**Exercise instructions:** Report each line of the records below that contains the string "decker". Uppercase and lowercase letters count as different.

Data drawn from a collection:
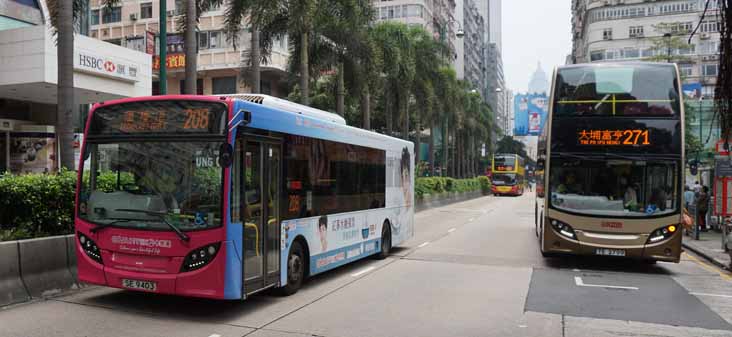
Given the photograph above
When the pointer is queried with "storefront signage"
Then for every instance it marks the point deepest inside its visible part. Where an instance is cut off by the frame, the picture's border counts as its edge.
(625, 137)
(105, 66)
(173, 61)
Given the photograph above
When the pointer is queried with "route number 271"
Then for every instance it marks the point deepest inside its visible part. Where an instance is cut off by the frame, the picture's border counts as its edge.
(196, 119)
(632, 137)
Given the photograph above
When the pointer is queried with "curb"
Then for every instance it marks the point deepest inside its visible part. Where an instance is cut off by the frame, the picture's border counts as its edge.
(707, 257)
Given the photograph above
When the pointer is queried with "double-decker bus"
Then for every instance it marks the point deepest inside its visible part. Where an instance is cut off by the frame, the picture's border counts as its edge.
(612, 160)
(509, 175)
(222, 197)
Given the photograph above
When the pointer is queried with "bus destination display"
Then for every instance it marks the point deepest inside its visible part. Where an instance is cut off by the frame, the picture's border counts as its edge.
(624, 137)
(158, 117)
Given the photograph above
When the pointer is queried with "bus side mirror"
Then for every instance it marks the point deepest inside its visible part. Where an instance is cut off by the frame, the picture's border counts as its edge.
(226, 153)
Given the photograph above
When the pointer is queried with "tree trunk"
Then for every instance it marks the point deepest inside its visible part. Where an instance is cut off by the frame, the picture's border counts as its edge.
(404, 112)
(388, 112)
(431, 155)
(366, 107)
(417, 142)
(445, 144)
(191, 49)
(65, 93)
(340, 91)
(304, 71)
(256, 75)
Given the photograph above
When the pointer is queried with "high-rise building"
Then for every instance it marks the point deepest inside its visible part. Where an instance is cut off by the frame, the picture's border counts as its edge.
(633, 30)
(134, 23)
(539, 84)
(437, 17)
(469, 50)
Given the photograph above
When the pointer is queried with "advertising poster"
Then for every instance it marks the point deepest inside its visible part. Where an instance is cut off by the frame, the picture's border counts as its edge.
(530, 114)
(32, 152)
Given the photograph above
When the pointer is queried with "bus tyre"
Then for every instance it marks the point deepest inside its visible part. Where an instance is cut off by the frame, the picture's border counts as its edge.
(295, 269)
(385, 242)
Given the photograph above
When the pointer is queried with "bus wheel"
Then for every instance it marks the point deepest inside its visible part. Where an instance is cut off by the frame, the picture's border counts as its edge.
(385, 242)
(295, 269)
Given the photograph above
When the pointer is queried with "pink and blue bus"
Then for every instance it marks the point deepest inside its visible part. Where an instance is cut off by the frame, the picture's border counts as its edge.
(223, 197)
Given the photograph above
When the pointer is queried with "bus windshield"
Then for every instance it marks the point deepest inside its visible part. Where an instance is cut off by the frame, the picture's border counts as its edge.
(144, 184)
(614, 187)
(617, 90)
(504, 179)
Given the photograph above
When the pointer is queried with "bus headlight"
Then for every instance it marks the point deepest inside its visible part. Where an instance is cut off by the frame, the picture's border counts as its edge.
(200, 257)
(662, 233)
(90, 248)
(563, 228)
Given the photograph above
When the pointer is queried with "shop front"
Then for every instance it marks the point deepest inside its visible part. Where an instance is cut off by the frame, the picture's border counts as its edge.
(28, 78)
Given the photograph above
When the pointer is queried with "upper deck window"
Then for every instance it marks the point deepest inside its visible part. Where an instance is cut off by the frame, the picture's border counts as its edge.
(617, 90)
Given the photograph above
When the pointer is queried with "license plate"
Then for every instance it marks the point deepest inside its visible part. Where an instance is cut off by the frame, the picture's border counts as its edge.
(140, 285)
(610, 252)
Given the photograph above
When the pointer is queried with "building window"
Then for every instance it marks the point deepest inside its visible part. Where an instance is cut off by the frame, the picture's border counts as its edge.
(94, 18)
(146, 10)
(707, 91)
(710, 26)
(110, 15)
(686, 70)
(710, 69)
(607, 34)
(635, 31)
(223, 85)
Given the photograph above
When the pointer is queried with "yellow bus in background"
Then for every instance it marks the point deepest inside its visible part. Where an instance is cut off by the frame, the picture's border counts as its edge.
(508, 174)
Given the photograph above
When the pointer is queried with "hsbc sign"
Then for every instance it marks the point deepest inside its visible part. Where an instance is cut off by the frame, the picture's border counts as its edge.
(105, 66)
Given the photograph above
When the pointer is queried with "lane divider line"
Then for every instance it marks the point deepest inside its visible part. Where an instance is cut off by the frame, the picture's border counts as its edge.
(709, 267)
(712, 295)
(578, 281)
(364, 271)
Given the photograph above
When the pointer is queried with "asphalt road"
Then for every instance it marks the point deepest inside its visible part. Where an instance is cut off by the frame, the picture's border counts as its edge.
(473, 269)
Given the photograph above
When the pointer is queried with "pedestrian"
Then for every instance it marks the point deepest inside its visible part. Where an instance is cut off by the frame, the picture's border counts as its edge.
(688, 196)
(702, 206)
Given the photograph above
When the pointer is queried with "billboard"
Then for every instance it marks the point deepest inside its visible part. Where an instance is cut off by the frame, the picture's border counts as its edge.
(530, 111)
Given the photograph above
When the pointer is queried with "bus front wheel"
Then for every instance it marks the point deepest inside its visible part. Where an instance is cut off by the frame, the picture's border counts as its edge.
(385, 242)
(295, 269)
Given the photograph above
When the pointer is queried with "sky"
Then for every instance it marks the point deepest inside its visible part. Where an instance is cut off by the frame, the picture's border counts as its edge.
(534, 31)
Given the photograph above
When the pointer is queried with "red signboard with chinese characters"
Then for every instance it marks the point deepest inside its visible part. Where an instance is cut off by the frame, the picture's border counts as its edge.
(624, 137)
(173, 61)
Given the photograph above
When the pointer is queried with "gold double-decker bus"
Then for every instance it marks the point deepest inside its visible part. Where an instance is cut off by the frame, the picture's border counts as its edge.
(508, 175)
(611, 161)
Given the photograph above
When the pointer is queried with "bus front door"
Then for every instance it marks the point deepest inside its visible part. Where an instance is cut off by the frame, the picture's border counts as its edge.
(261, 176)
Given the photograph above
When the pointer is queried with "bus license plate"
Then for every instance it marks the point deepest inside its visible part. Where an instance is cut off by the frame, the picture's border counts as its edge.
(610, 252)
(140, 285)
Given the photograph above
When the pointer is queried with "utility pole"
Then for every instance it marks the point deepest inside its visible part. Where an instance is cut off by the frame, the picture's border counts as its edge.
(163, 41)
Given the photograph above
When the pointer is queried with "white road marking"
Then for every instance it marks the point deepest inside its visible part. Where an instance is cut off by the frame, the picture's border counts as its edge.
(366, 270)
(578, 282)
(712, 295)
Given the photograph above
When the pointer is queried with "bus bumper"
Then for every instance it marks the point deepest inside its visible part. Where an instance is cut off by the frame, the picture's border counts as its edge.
(667, 250)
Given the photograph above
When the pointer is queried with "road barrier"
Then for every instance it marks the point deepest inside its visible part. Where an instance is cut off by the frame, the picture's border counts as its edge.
(12, 289)
(44, 266)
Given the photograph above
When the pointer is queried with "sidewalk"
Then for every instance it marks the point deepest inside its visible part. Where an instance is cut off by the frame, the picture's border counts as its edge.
(709, 246)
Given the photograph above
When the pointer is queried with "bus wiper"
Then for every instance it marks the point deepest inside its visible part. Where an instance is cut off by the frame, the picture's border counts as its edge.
(161, 216)
(109, 224)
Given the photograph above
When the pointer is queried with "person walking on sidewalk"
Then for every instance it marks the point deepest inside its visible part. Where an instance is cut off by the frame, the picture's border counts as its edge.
(702, 206)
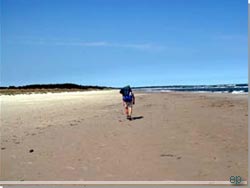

**Exercise output:**
When the pointer is queried with "double-decker bus"
When the pointer is queried with "gold double-decker bus"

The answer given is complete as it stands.